# [DOCUMENT EXTRACT]
First, what are wisdom teeth? And why do they even exist?
Wisdom teeth are molars that appear for most people when they are a young adult. Historically, human jaws were much larger than they are today. Likely because of dietary changes, our jaws have become smaller — too small for an extra set of molars.
It’s become standard practice to surgically remove wisdom teeth, a sort of rite of passage into adulthood. But is it really necessary to remove these teeth?
In many cases, the answer is yes. If left alone, wisdom teeth can cause serious damage to your teeth and jaw. So, even if you aren’t feeling any pain from your new molars, there could still be something wrong that can only be found with an X-Ray.
Dentists often decide to remove wisdom teeth early to prevent any problems from developing later on. It can actually be “unwise” to wait to remove your wisdom teeth. As you age, your teeth become harder and more difficult to remove. So, if you hold on to your new molars too long, the removal surgery could create even more problems, from broken teeth and excessive bleeding to severe numbness and loss of jaw motion.
Problems wisdom teeth can cause:
Damage to other teeth.
When your wisdom teeth come in, they may grow in a way that pushes your other teeth around. This can create tooth pain and bite problems.
Cysts may form around the new molars. If these aren’t treated quickly, they can hollow out your jaw and cause nerve damage.
If a wisdom tooth is impacted — or stuck underneath your jaw — it can crowd your other teeth as it continues to grow. In such situations, you may even have to get extra treatment to straighten your other teeth.
Oddly enough, wisdom teeth issues can even lead to extra sinus pressure, pain, and congestion. Because the wisdom teeth in your upper jaw are near your sinuses, they can develop in a way to put pressure on the area.

# [WHAT IS REQUIRED]
From the wisdom teeth text, return the passage that starts at the words "In many cases, the" and ends after the words "with an X-Ray.", copied word for word. The data that follows isn't needed for any of this.

[Dataset entries]
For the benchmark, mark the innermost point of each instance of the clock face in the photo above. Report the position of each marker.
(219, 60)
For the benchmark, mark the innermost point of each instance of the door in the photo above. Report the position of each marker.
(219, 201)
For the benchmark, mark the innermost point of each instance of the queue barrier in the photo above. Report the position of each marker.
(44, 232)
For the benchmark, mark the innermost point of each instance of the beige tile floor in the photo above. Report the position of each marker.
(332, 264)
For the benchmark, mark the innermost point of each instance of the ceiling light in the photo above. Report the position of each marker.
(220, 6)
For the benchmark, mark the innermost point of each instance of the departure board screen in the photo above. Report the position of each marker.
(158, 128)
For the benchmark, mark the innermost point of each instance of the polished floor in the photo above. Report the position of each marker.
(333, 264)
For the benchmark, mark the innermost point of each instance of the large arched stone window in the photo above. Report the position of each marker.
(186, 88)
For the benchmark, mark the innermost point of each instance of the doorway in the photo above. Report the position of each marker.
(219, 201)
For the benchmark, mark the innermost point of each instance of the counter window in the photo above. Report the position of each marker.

...

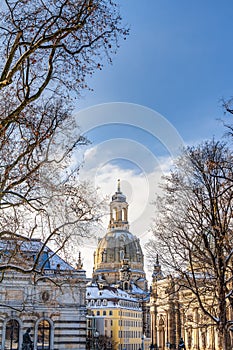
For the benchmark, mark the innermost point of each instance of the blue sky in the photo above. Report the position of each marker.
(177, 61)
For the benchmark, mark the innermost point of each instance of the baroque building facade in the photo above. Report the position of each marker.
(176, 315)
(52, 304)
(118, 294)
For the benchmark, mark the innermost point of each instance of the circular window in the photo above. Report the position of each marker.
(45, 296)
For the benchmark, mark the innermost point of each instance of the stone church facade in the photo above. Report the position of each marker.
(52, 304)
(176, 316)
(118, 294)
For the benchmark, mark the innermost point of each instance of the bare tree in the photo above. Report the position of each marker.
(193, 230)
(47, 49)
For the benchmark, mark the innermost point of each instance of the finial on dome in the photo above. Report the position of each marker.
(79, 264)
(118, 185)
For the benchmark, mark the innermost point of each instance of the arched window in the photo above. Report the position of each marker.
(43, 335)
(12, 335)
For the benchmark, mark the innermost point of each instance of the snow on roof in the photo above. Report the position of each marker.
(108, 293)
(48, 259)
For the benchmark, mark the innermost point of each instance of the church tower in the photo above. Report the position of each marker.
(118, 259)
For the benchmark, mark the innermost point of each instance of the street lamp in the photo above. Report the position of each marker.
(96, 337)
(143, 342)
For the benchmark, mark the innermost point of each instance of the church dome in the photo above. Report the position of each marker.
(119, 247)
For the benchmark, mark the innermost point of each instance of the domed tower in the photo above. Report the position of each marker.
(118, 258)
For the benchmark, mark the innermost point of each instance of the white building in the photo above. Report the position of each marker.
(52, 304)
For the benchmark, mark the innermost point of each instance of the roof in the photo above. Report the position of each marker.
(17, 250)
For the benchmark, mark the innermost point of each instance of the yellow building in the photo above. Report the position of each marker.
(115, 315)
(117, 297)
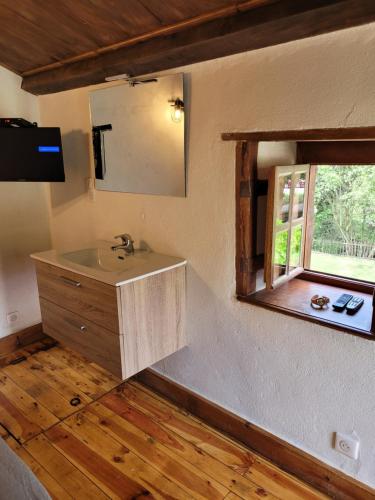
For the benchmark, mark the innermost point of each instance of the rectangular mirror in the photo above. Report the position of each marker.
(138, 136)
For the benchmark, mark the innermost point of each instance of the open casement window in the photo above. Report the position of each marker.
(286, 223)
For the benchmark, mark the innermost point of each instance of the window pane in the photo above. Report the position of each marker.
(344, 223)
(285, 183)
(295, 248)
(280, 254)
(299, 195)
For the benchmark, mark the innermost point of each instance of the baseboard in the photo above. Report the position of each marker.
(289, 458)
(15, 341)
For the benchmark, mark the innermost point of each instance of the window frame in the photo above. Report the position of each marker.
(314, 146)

# [RESPONSE BOX]
In many cases, the answer is yes. If left alone, wisdom teeth can cause serious damage to your teeth and jaw. So, even if you aren’t feeling any pain from your new molars, there could still be something wrong that can only be found with an X-Ray.